(Text):
- - - -

He initially thinks he will withstand the worst of it -- most of her stories have long been part of the family narrative anyway. "Everybody laughed. That's what family stories were -- amusing accounts of the messes and the fuckups. Take away the love and the laughter, narrate the stories as if the characters had acted with malice and self-absorption, and everybody was in a bleak independent film about alcoholism and schizophrenia and child abuse."
Then he realizes it could get worse. It get always get worse. "Bastard! introduced a new and terrible idea...what if Elaine had, despite all appearances to the contrary, actually been reigning herself in? What if their marriage had been inhibiting her? Was it possible that Elaine was only just now taking the gloves off? He thought again about the timing of the request for the divorce. He was beginning to feel as though he'd been drawn against Bobby Fischer in a school chess tournament."
He meets a new woman. "Bitch." Her ex-husband is writing a facing column about her.

- - - -

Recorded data
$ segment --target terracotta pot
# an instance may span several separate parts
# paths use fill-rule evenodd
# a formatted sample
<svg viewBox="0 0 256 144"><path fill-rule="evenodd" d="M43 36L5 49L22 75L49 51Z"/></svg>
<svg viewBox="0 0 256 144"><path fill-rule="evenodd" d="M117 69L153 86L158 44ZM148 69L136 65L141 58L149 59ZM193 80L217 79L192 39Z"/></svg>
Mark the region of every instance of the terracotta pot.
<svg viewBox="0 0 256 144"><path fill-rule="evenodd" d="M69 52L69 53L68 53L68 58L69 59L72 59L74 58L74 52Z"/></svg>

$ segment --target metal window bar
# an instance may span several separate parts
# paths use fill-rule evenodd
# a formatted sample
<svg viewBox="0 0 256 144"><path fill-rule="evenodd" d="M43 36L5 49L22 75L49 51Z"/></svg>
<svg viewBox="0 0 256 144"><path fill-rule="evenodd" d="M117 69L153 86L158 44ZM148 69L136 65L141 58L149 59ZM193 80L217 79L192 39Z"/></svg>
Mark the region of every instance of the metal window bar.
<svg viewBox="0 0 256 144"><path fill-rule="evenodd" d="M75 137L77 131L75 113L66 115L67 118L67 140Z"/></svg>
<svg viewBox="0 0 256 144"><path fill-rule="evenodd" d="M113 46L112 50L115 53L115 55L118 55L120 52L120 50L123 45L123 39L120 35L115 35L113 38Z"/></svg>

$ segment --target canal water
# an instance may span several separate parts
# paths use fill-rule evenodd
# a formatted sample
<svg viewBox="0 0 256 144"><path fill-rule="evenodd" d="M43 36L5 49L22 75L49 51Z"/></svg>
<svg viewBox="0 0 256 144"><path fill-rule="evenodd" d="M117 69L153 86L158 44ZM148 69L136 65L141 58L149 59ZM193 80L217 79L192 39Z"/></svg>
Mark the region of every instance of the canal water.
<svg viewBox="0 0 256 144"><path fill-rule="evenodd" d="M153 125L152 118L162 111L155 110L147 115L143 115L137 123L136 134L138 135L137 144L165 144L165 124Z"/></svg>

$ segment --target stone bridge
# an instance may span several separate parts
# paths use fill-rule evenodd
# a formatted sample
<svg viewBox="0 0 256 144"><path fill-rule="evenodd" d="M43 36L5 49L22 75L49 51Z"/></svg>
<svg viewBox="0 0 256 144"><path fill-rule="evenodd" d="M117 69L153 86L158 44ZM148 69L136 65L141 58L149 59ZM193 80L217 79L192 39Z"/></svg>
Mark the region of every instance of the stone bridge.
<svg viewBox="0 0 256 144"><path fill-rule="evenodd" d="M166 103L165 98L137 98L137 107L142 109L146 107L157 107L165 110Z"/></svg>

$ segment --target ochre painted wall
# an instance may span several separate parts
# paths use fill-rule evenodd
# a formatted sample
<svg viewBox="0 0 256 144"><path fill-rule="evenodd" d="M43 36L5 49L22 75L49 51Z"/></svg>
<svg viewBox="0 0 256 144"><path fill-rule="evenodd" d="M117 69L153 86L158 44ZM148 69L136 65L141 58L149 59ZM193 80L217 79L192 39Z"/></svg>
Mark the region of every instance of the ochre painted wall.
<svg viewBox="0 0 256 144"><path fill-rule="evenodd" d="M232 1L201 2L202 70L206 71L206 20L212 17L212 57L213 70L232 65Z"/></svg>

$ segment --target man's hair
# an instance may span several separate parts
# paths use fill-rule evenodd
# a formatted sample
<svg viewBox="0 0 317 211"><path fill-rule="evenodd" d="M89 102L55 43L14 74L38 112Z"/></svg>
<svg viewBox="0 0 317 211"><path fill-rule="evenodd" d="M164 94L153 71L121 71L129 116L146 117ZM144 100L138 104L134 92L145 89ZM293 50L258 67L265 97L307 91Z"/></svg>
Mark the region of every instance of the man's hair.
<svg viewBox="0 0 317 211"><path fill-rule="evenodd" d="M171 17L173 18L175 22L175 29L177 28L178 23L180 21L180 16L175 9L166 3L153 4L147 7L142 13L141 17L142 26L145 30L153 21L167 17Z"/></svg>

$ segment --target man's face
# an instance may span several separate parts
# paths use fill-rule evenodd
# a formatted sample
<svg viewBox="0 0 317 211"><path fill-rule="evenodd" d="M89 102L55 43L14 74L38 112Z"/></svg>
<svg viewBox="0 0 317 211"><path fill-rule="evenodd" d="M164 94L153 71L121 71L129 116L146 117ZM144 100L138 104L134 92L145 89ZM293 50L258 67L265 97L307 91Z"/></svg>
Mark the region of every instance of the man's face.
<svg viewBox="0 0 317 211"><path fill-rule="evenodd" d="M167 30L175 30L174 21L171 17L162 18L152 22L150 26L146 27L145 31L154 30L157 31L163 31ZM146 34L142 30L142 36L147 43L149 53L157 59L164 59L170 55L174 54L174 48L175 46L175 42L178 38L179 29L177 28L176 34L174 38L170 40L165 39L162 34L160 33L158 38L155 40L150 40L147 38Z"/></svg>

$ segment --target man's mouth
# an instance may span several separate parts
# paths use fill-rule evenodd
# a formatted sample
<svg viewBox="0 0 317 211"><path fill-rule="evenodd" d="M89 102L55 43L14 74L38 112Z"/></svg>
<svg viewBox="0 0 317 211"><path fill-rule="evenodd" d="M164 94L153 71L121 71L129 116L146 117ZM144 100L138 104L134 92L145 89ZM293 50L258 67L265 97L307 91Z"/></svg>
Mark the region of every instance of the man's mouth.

- - - -

(Written exercise A):
Answer these questions about the passage about the divorce:
(i) According to the first paragraph, what were family stories?
(ii) What does he feel he has been drawn against, and in what setting?
(iii) What is the new woman's ex-husband writing about her?
(Written exercise B): Extend the passage about the divorce from where it stops.

(Written answer A):
(i) Amusing accounts of the messes and the fuckups.
(ii) Bobby Fischer, in a school chess tournament.
(iii) A facing column.

(Written answer B):
Is she a bitch? Is he a bastard? Who knows? As Charlie points out, "it was easy to be nice to an attractive woman over a dinner table. The despair came later, with children and tiredness and the shreer drudgery of marriage and monogamy."
The landscape has just changed now that everybody has a microphone. "Now everyone could get access to something -- a cable TV show, a free newspaper, a digital radio phone-in -- as long as they were prepared to say something stupid and provocative, with no expectation of money."
His mother advises he'd be well served to not make the same mistake again, but he doesn't know what the mistake was, but tells her, "I'll bear that in mind in the unlikely event that I ever fall for someone with her own newspaper column an an insatiable desire to expose all."
An excellent story for Writers and the Unfortunates who love 'em.